### Work to be completed
When copying the entries below, leave out every picture and keep the rest exact.

### Data records
▼

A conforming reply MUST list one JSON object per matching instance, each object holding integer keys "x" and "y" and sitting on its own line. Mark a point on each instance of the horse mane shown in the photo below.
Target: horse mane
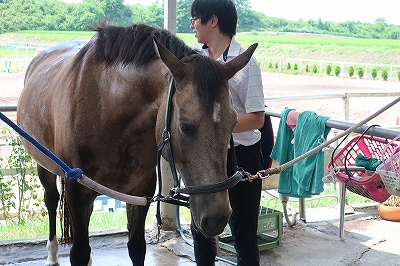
{"x": 134, "y": 45}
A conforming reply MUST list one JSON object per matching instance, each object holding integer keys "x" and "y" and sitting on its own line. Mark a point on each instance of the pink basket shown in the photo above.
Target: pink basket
{"x": 367, "y": 184}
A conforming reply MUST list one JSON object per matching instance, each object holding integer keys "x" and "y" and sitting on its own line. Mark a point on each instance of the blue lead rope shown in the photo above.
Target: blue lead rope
{"x": 73, "y": 173}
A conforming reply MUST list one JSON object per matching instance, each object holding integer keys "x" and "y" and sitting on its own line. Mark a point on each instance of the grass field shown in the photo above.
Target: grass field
{"x": 102, "y": 220}
{"x": 316, "y": 47}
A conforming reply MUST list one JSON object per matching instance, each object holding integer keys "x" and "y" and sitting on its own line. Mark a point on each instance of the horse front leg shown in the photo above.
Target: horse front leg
{"x": 80, "y": 206}
{"x": 136, "y": 227}
{"x": 51, "y": 198}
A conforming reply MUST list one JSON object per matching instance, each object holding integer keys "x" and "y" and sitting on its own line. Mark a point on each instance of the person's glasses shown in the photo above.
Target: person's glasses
{"x": 192, "y": 20}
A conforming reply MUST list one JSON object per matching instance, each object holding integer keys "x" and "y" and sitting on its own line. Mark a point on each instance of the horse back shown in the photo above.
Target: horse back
{"x": 37, "y": 102}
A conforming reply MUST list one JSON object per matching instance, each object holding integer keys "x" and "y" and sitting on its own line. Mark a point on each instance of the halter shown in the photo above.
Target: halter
{"x": 175, "y": 196}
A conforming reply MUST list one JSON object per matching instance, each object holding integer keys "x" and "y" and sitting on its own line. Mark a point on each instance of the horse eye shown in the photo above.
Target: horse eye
{"x": 187, "y": 128}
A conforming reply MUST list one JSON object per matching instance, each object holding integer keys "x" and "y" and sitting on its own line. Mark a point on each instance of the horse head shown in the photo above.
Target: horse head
{"x": 201, "y": 123}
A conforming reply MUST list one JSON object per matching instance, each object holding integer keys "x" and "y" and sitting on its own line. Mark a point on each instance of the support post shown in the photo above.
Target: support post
{"x": 168, "y": 211}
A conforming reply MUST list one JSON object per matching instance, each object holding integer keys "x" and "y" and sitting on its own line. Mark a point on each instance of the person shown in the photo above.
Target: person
{"x": 214, "y": 24}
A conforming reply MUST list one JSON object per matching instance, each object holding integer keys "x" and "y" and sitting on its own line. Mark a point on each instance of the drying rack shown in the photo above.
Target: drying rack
{"x": 340, "y": 125}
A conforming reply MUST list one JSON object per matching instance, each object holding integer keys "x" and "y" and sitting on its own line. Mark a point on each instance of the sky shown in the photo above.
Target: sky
{"x": 331, "y": 10}
{"x": 326, "y": 10}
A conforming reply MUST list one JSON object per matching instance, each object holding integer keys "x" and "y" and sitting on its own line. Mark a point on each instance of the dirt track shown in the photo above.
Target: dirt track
{"x": 284, "y": 84}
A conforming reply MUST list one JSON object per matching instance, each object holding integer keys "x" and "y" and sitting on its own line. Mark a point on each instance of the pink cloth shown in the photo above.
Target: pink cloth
{"x": 291, "y": 119}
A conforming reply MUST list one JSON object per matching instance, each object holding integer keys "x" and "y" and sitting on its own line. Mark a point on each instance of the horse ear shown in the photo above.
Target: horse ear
{"x": 236, "y": 64}
{"x": 169, "y": 59}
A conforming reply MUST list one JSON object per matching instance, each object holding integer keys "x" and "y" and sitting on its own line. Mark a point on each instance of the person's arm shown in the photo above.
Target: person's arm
{"x": 249, "y": 121}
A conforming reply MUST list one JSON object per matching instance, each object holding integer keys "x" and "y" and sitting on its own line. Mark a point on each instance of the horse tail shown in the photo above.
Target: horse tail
{"x": 65, "y": 222}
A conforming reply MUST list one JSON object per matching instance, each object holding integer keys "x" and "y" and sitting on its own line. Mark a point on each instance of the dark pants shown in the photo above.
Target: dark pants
{"x": 245, "y": 201}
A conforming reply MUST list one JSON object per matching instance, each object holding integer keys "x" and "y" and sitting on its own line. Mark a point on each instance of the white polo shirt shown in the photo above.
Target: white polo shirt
{"x": 245, "y": 87}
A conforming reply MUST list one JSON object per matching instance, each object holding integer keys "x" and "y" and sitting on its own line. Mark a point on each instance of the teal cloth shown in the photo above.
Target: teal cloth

▲

### Output for this task
A conforming reply MUST list one JSON object per matching instance, each object holding integer keys "x" and "y" and sitting on its own line. Mark a point on each instance of the horse mane shown in the photo below.
Target: horse mane
{"x": 134, "y": 45}
A conforming reply MUST list one JSON object per matching instance, each object holding integer keys "x" and "y" and sitting on its own line. Mark a point on each instance of the pink basket shown in the photo above.
Target: pink basket
{"x": 367, "y": 184}
A conforming reply MUST list one JSON object per matching instance, each object holding integer keys "x" and "y" and sitting on its own line. Mark a point on each instance of the blue lead rope shown in the photo above.
Target: blue lead rope
{"x": 73, "y": 173}
A conforming reply MUST list one JSON object per matching instance, each object holding integer keys "x" and "y" and sitting on its own line. Mark a point on each instance of the grass field shown in the photo above.
Target: grass field
{"x": 102, "y": 220}
{"x": 316, "y": 47}
A conforming reply MUST list one JSON object per matching instance, each object holding integer keys "x" and "y" and sitting on its own line. Mark a point on each instance of the horse front leg shown in the photo above.
Target: horse front leg
{"x": 80, "y": 206}
{"x": 136, "y": 227}
{"x": 51, "y": 198}
A conforming reply MUST list one JSON object per matching instance, each object holding integer keys "x" and "y" and sitting on its own line. Mark a point on each instance of the person's glasses shown in the photo above.
Target: person's glasses
{"x": 192, "y": 20}
A conforming reply MUST list one JSON object per matching instance, each object holding integer keys "x" and "y" and sitting on its own line. Mark a point on each instance of the horse back shown in the photo above.
Target: horse back
{"x": 37, "y": 102}
A conforming reply MUST list one JSON object per matching instance, each object holding integer keys "x" and "y" and sitting on its own line. Mark a point on each instance of the halter shown in the photo above.
Target: halter
{"x": 175, "y": 196}
A conforming reply MUST list one JSON object per matching instance, each object holding integer keys "x" and "y" and sitting on its own line. Mark a point on each instance of the horse eye shown in the photo above.
Target: horse eye
{"x": 187, "y": 128}
A conforming reply MUST list one JSON object per matching instance, each object holding integer keys "x" and "y" and sitting on its own line. Mark a point on each instance of the horse head shown in the photo above.
Target: horse head
{"x": 201, "y": 123}
A conforming reply MUST list one JSON object per matching instance, each object holding integer keys "x" and "y" and sitting on its own line. Mark a point on each instance of the support post shown in the photo above.
Target: support post
{"x": 168, "y": 211}
A conforming reply MUST list one JSON object per matching instance, each object holding integer keys "x" and "y" and sitting on its own line. Mark a point on each instance of the person shown in the photo above.
Target: person
{"x": 214, "y": 24}
A conforming reply MUST list one JSON object per matching instance, each object holding integer keys "x" and "y" and sitting on its own line. Mark a point on each instance of the drying rack shown in the photo above.
Target: drying rack
{"x": 340, "y": 125}
A conforming reply MUST list one JSON object per matching instance, each object holding integer keys "x" and "y" and sitting on its own line. Mark a point on each instance of the sky shown in the photo above.
Target: sky
{"x": 331, "y": 10}
{"x": 326, "y": 10}
A conforming reply MUST list one JSON object per matching instance, each object holding integer keys "x" and "y" and sitting on its own line. Mark a point on each instance of the dirt track shown in the photo above.
Target: dirt track
{"x": 284, "y": 84}
A conforming reply MUST list one JSON object per matching instance, each object holding integer keys "x" and "y" and sitting on its own line. Mark a point on each instance of the pink cloth shown in the photo above.
Target: pink cloth
{"x": 291, "y": 119}
A conforming reply MUST list one JSON object per matching instance, each object holding integer keys "x" and "y" and sitting on its own line. Mark a point on each instance of the horse ear shown in the photo above.
Target: horse ear
{"x": 236, "y": 64}
{"x": 169, "y": 59}
A conforming reply MUST list one JSON object per matching instance, each object holding integer keys "x" and "y" and sitting on its own line. Mark a point on each instance of the person's arm shown in the photo above.
Target: person's arm
{"x": 249, "y": 121}
A conforming reply MUST list one JSON object per matching instance, each object holding integer keys "x" and "y" and sitting on its own line. Mark a point on each instance of the horse tail shown in the photo above.
Target: horse tail
{"x": 65, "y": 222}
A conforming reply MUST list one JSON object per matching instance, each object holding integer keys "x" and "y" and sitting on its own line. Mark a point on each instance of the dark pants shown in the photo above.
Target: dark pants
{"x": 245, "y": 201}
A conforming reply MUST list one JSON object per matching instance, each object holding integer keys "x" and "y" and sitting on its own line. Mark a point on each instance of the white polo shirt shown in the photo above.
Target: white polo shirt
{"x": 245, "y": 87}
A conforming reply MUST list one JSON object per matching instance, each object holding integer keys "x" and "y" and sitting on its own line. Mark a point on each instance of the teal cloth shown in the photo above.
Target: teal cloth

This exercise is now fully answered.